## Exercise description
Output all of the data exactly as it appears, but leave out any pictures it contains.

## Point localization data

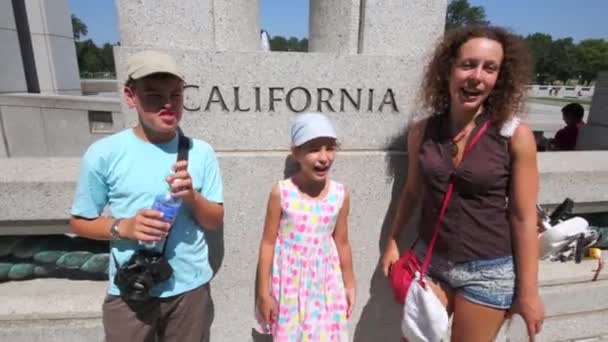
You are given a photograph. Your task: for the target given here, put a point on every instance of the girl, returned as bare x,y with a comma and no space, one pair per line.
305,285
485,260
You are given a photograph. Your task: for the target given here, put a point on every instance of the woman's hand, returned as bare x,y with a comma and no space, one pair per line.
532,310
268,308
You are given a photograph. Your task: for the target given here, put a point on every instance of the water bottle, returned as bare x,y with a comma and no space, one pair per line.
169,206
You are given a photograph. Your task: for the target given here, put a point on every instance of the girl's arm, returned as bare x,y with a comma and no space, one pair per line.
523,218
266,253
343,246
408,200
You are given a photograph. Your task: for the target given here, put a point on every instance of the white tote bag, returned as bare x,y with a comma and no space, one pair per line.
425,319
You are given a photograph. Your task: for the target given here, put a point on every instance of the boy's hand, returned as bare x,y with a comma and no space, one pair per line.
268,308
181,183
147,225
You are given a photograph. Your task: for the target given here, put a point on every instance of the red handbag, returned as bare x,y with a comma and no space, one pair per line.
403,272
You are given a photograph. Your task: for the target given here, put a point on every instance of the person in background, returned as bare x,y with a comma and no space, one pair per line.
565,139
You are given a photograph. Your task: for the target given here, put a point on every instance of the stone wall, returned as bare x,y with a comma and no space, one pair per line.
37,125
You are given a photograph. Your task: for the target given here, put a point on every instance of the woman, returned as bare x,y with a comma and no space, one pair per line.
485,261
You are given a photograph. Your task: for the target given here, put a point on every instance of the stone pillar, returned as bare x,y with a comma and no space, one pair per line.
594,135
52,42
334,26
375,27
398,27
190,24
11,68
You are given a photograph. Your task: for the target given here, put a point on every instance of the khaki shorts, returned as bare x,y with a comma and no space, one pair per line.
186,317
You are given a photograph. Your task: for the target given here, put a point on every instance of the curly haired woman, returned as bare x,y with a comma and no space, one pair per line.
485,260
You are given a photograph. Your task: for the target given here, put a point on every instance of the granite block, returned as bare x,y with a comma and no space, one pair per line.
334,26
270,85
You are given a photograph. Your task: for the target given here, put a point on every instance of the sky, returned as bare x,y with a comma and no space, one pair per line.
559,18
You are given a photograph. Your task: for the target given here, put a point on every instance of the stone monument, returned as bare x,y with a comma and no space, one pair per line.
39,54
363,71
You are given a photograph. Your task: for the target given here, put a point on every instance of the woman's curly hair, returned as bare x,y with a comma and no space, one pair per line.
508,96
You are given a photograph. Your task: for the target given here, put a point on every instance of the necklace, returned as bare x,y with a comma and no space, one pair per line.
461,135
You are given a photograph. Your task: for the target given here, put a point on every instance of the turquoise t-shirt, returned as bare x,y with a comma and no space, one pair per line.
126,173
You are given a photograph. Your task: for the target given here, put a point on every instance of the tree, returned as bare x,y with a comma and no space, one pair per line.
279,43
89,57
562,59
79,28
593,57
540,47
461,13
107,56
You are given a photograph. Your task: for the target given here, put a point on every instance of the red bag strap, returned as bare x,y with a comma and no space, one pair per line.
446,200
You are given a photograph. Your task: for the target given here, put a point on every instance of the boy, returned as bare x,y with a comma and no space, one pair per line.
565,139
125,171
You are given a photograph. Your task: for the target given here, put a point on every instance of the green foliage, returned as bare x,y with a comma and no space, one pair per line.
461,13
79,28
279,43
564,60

## Task output
You are given a photograph. Your task: for the target given here, put a point on every instance of the girl, returned as bare x,y with a comma and no space, one pair per line.
305,285
485,260
You are given a photograph. Your task: for the target given here, put a point on every instance of the woman's hand, returned as bare x,y with a comma and no space, one pair per line.
532,310
268,308
You are given a photograph. Your task: for the target given here, put a point on every instance of the water bottle, returned as bare x,y with a comma and no space, one pair per line.
169,206
You are given a photograph. Your task: for the target given here, put a point on every instance of the girl's arm, returned as bare x,y with a comma and no space, one pair per line.
523,218
266,253
343,246
408,200
You are given a photograph. Your task: for the target given here, put a point on every instance of the white tote bag, returned as bare x,y with a comma and no space, one pair per line.
425,319
You are given a photograph. Your task: for the target given here, put a point on every instance of the boy's hand, returned as bare x,y with a comma and no space, one pair per line.
268,308
181,183
147,225
You are given a photograph. Your task: for the target given here, put a point on every instance of the red handbag, returned as bare x,y with a comma and no space, one pair per line.
403,272
You are given a photograph. Your task: for the target given here, put a point on every instance of the person in background, returned as bare x,y with a comma and no space, one pair per line.
565,139
You are given a photograph. Your task: for the target given here, put a point on every instance of the stone wall, returned as bare x,y with a comma and no space, one pair per line.
37,125
You are given a photograph. Your task: for the target given here, put a point on every instance of the woman, returned as bare x,y with a comma and no space, one pair per line.
485,261
You are given a photograph. Your task: for the target given here, put a point on every instance of the stone pillar, returned as bare x,y with a comma and no space, one pair per line.
594,135
52,42
334,26
375,27
398,27
190,24
11,68
You are given a photograph. Your task: for the target given here, put a point on every instance of the khaki shorts, returned as bare x,y with a comma and no space, one pair per line.
186,317
You are given a photograph. Your task: for the target given here, put a point on every instance of the curly haired woman, returned as bare x,y with a comma and no space, one pair per line.
485,260
You are given a photograph. Your task: for the target given here, put a point on every instance of the granite block, returned as bare x,y with a comma and no space, one pair per line.
334,26
270,85
You are given a photograph. Your task: for the target given here, put a point on every instance of the sky, returned as bare x,y with a comma and no space, one pair per line.
559,18
You are given a photograph. Your task: for the target given here, put a point on every instance of the stone monument, returned as bare x,y with a comma and no space, one pair per line.
39,54
363,71
You are given a photograph. Your task: for the target given here, put a point on every instance of the woman's curly hair, returned as bare x,y with a comma and no space, one pair per line.
508,96
You are given a photograph. Your task: for the target given here, put a point on every instance of the necklace, returned as bare x,y with a comma and no space, one pair per line.
461,135
You are given a photograph. Your task: for the target given here, put a point on every instance of the turquoise t-shirt, returned as bare x,y with a comma and no space, one pair per line.
126,173
You are given a photograph. Your task: for the target given here, put a point on every instance of the tree, returned as bare x,y with a comma and no space, one pair per line.
279,43
89,57
562,59
79,28
593,57
540,47
461,13
107,56
You are given a photograph. Your task: for the target given here, put a point on every instance of the red bag strap, returned as bare x,y with a comma and no space, one pair per line.
446,200
You are given a photograph. Your task: for the target given here, put a point on every instance of the boy, returned as bare x,y with a comma and no space, one pair per line.
565,139
125,171
You are given a photograph. Your task: for the target given here, put a point on every instance of the green foliage, returned as bare x,y with a comma and no space, one pair per line.
461,13
79,28
279,43
564,60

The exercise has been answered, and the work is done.